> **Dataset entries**
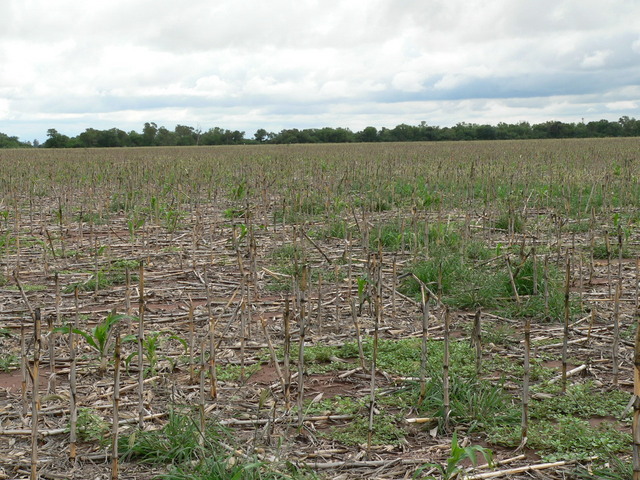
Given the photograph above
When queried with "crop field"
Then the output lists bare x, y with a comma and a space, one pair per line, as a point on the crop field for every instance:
423, 310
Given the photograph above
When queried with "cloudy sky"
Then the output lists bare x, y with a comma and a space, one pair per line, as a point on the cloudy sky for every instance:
249, 64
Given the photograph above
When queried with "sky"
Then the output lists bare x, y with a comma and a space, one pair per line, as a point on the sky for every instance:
250, 64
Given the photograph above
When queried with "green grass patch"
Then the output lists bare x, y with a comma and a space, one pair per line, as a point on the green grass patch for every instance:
565, 438
465, 282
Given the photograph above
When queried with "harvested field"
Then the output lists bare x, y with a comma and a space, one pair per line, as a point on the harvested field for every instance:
165, 282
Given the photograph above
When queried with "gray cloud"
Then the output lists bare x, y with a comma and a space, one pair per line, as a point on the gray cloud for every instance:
285, 64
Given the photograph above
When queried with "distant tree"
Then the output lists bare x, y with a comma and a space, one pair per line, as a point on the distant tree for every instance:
369, 134
12, 142
260, 135
165, 137
55, 139
185, 135
485, 132
149, 132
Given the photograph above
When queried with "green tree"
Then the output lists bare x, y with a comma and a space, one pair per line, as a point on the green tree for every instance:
55, 139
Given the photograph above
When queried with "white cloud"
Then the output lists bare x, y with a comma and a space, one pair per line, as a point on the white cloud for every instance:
309, 63
596, 59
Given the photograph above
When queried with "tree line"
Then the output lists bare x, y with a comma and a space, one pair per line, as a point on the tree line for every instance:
183, 135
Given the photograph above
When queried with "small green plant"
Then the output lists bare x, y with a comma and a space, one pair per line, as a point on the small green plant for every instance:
453, 464
231, 213
114, 274
565, 437
98, 337
179, 441
8, 362
91, 426
387, 430
150, 347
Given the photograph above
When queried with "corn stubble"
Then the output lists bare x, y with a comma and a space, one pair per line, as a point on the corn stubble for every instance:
511, 213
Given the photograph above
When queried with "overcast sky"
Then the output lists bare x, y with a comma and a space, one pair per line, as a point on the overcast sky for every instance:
249, 64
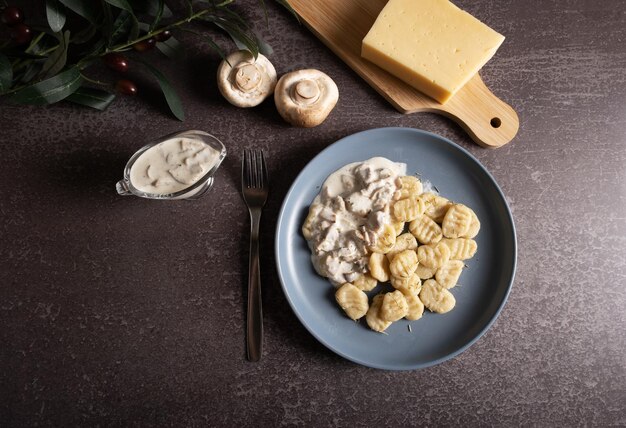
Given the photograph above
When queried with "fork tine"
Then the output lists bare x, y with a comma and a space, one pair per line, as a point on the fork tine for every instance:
255, 168
244, 169
259, 168
264, 180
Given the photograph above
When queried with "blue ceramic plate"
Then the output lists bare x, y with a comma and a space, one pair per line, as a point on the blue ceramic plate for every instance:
483, 287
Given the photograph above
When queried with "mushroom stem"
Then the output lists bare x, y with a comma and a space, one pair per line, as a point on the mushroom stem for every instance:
306, 92
247, 77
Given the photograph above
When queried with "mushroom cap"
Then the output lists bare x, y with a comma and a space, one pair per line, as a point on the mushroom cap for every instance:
244, 81
305, 97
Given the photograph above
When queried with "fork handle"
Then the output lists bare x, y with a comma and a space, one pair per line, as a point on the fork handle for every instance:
254, 326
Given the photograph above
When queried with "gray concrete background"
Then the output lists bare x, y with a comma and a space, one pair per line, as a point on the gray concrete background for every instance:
128, 312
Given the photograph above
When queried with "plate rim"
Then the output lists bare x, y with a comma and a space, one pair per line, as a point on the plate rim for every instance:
417, 366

> **What this task involves**
Copy out each line of the entries above that contains the string "stem". Matching is case-sensitive.

> **Task answer**
When queried with "mushroom stem"
Then the output lists bare x, y with a comma and a space, one pair per line, as a point on the mushroom stem for every instance:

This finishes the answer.